▶ _YOUR OBJECTIVE_
Produce an exact copy of the lines from the line containing "Locate the wall" through the last line of the listing below, both ends included, and nothing else.

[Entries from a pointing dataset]
>>>
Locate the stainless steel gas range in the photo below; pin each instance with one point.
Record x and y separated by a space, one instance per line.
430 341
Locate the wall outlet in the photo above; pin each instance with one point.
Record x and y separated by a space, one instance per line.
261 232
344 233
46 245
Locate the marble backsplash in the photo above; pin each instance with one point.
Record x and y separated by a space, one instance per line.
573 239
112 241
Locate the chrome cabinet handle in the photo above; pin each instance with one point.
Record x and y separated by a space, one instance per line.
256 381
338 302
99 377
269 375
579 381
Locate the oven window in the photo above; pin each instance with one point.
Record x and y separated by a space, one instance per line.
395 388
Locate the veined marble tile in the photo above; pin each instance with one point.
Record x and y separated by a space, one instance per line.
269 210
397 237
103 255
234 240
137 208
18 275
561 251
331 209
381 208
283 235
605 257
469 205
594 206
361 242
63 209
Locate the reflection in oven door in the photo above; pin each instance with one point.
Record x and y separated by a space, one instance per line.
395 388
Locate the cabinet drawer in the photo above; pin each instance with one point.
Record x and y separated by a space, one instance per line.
<<<
▶ _THE RESPONSE_
Locate the wall outlet in the photo above; pin each instance with one point.
Record x and y separated by a space, one instance per line.
261 232
344 233
46 245
Locate the marble backsplash in the photo above; pin each instance with one point.
Record x and y separated by a space, one instance per line.
573 239
112 241
Locate the chrome cabinet handle in the photo above; pin each instance with one point.
Record x and y separated by a space, one instance per line.
256 381
338 302
99 377
269 375
579 381
Locate the oven window in the photo above; pin each instance with one point.
Record x and y separated by a space, one instance per line.
395 388
Locate the veined marble tile in the photo above; pin each instance with one point.
Record x and y separated by a space, one instance per line.
269 210
397 237
103 255
234 240
137 208
18 275
561 251
331 209
381 208
283 235
605 257
469 205
594 206
361 242
63 209
Locate the reflection in oven door in the photo above; pin each instance with one point.
Record x and y separated by a space, one instance per line.
395 388
Locate the cabinet drawer in the photo above; pin each instance with one point.
Record x and y separated by a space, one instance per line.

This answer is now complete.